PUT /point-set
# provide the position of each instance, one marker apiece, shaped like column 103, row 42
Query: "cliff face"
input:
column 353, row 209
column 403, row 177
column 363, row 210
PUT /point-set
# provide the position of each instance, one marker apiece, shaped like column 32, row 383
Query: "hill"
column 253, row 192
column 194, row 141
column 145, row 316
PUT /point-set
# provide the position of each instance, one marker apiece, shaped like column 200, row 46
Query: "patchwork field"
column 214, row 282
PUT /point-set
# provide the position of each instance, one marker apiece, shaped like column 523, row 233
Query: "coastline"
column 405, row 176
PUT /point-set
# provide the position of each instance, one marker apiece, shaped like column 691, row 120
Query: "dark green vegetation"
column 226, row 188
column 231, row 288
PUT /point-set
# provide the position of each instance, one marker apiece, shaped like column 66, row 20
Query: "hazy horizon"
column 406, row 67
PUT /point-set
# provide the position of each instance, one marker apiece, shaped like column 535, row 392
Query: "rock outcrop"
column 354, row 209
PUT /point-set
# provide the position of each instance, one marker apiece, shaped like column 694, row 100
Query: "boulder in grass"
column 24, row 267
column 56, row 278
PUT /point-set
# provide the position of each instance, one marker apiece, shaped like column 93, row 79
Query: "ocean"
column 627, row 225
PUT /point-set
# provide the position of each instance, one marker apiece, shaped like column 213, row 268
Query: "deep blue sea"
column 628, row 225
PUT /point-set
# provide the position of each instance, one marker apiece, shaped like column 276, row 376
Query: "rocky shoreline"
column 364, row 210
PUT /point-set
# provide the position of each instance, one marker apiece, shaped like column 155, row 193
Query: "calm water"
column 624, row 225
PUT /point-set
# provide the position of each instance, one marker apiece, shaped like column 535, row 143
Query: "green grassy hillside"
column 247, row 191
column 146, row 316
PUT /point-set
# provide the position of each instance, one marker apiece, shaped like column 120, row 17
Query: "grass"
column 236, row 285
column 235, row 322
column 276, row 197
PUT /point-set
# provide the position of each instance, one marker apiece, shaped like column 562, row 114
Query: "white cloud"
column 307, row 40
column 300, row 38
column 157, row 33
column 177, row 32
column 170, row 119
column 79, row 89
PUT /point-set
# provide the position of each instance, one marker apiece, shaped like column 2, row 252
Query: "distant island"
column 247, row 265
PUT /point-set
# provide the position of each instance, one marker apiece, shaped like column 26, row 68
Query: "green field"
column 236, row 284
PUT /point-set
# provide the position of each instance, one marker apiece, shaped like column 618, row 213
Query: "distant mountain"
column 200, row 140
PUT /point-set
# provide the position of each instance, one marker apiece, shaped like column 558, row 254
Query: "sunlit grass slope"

* * *

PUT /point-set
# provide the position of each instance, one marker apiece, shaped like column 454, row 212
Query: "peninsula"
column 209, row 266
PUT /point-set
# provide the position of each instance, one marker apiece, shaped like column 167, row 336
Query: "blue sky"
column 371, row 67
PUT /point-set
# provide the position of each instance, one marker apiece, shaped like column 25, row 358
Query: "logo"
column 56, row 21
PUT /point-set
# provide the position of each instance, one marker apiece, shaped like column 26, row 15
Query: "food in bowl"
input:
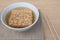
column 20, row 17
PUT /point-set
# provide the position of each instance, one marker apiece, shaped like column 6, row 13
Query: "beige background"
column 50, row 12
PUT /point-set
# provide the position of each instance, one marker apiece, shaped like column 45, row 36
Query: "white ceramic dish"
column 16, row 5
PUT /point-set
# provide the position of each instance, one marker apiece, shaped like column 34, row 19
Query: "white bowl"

* * *

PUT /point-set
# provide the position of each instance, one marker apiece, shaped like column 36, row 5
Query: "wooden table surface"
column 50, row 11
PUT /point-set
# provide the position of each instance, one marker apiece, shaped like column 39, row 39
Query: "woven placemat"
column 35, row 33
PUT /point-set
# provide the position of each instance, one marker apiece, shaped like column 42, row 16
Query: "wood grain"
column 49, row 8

**Work instructions**
Could you return exactly the lines above from the line with "276, row 376" to the line with "column 26, row 68", both included, and nothing else?

**Solved exercise**
# provide the position of each instance, one marker apiece, shaped like column 276, row 376
Query: "rocky shoreline"
column 364, row 210
PUT /point-set
# provide the position of each instance, one marker apiece, shaped like column 155, row 193
Query: "calm water"
column 624, row 225
PUT /point-set
# provide the position of each instance, one marker apiece, shaped like column 535, row 143
Query: "green grassy hillside"
column 247, row 191
column 146, row 316
PUT /point-set
# provide the position of each instance, one marker apiece, shaped like column 120, row 17
Query: "grass"
column 236, row 285
column 235, row 322
column 276, row 197
PUT /point-set
# provide the position of each instance, one marker apiece, shaped like column 562, row 114
Query: "white cloud"
column 307, row 40
column 300, row 38
column 157, row 33
column 177, row 32
column 170, row 119
column 79, row 89
PUT /point-set
# provide the position of each instance, one marker apiece, shaped like column 2, row 252
Query: "distant island"
column 247, row 265
PUT /point-set
# provide the position of each instance, one marker apiece, shaped like column 26, row 68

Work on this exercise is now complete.